CONSIGNES DE TRAVAIL —
a – D'après l'extrait sur la chloroquine en Afrique, à quelle date l'OMS a-t-elle suspendu temporairement les essais cliniques en cours sur l'hydroxychloroquine ?
b – Poursuivez l'extrait sur la chloroquine en Afrique à la suite de sa dernière phrase.

EXTRAIT DU DOCUMENT —

Un protocole repris en Afrique mais désormais contesté

La chloroquine, cette molécule pas chère, connue de presque tous les Africains, a fait figure de pilule miracle quand tant de systèmes de santé sur le continent sont défaillants. Avec le Sénégal, le Bénin, le Burkina Faso, le Cameroun, l'Algérie ou le Maroc administrent la chloroquine aux malades du Covid-19, dont les effets sont pourtant très contestés dans le reste du monde…

« Nous n'avons observé aucun avantage de l'hydroxychloroquine ou de la chloroquine (lorsqu'elles sont utilisées seules ou en combinaison avec un macrolide) sur les résultats hospitaliers lorsqu'elles sont initiées tôt après le diagnostic de Covid-19 », a conclu l'éminente revue scientifique britannique The Lancet dans une étude rendue publique le 22 mai. Dans la foulée, le 25 mai, l'OMS a suspendu « temporairement », par la voix de son directeur général, Tedros Adhanom Ghebreyesus, les essais cliniques en cours sur l'hydroxychloroquine afin d'évaluer correctement les potentiels bienfaits ou les possibles effets néfastes de ce médicament.

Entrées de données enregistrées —
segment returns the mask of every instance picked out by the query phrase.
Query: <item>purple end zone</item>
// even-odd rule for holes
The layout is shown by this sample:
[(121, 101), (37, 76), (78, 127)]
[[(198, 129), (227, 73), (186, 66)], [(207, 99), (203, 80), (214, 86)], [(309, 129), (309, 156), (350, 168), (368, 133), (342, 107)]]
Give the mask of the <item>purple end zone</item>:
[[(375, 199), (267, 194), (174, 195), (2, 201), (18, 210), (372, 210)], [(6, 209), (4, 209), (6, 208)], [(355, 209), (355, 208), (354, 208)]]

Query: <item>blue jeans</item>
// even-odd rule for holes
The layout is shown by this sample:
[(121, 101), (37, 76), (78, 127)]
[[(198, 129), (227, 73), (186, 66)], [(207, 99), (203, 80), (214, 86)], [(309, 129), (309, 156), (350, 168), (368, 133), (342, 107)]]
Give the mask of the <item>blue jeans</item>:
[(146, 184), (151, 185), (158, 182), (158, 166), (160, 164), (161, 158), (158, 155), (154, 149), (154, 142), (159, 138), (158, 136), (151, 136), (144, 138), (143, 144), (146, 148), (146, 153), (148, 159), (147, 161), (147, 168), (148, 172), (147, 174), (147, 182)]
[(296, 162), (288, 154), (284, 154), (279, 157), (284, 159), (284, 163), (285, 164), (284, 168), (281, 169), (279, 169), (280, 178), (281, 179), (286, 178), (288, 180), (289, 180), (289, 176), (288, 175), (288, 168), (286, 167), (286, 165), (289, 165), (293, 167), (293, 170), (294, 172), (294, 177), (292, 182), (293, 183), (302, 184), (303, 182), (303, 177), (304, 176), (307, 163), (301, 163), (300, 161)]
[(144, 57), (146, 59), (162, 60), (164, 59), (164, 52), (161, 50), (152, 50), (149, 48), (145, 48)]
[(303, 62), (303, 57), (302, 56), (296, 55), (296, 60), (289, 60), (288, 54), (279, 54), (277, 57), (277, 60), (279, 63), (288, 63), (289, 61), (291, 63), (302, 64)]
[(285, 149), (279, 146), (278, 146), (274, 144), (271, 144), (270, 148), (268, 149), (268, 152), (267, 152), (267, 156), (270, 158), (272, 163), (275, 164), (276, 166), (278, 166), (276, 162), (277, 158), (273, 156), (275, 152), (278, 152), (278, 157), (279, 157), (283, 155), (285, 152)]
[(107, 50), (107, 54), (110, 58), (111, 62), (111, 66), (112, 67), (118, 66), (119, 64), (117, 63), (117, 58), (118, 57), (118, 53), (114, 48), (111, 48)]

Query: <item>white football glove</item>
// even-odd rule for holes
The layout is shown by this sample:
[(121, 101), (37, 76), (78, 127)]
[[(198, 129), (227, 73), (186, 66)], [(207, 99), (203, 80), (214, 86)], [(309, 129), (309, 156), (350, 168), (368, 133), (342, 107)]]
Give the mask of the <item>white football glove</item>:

RÉSULTATS DANS L'ORDRE —
a – Le 25 mai.

b –
Le Pr Raoult persiste et signe

Sûr de lui et toujours aussi direct, Didier Raoult a vivement réagi. « Comment voulez-vous qu'une étude foireuse faite avec les big data change ce que nous, nous avons vu sur les électrocardiogrammes ? […] Je ne vais pas changer d'avis parce qu'il y a une publication qui raconte autre chose, quel que soit le journal dans lequel elle passe », a pesté le directeur de l'IHU de Marseille. Pour l'instant, ses soutiens africains lui restent fidèles et les pays du continent qui ont fait le choix de l'hydroxychloroquine ou de la chloroquine pour soigner leurs malades n'ont pas changé leur protocole de lutte contre le Covid-19. Vont-ils garder la même ligne ?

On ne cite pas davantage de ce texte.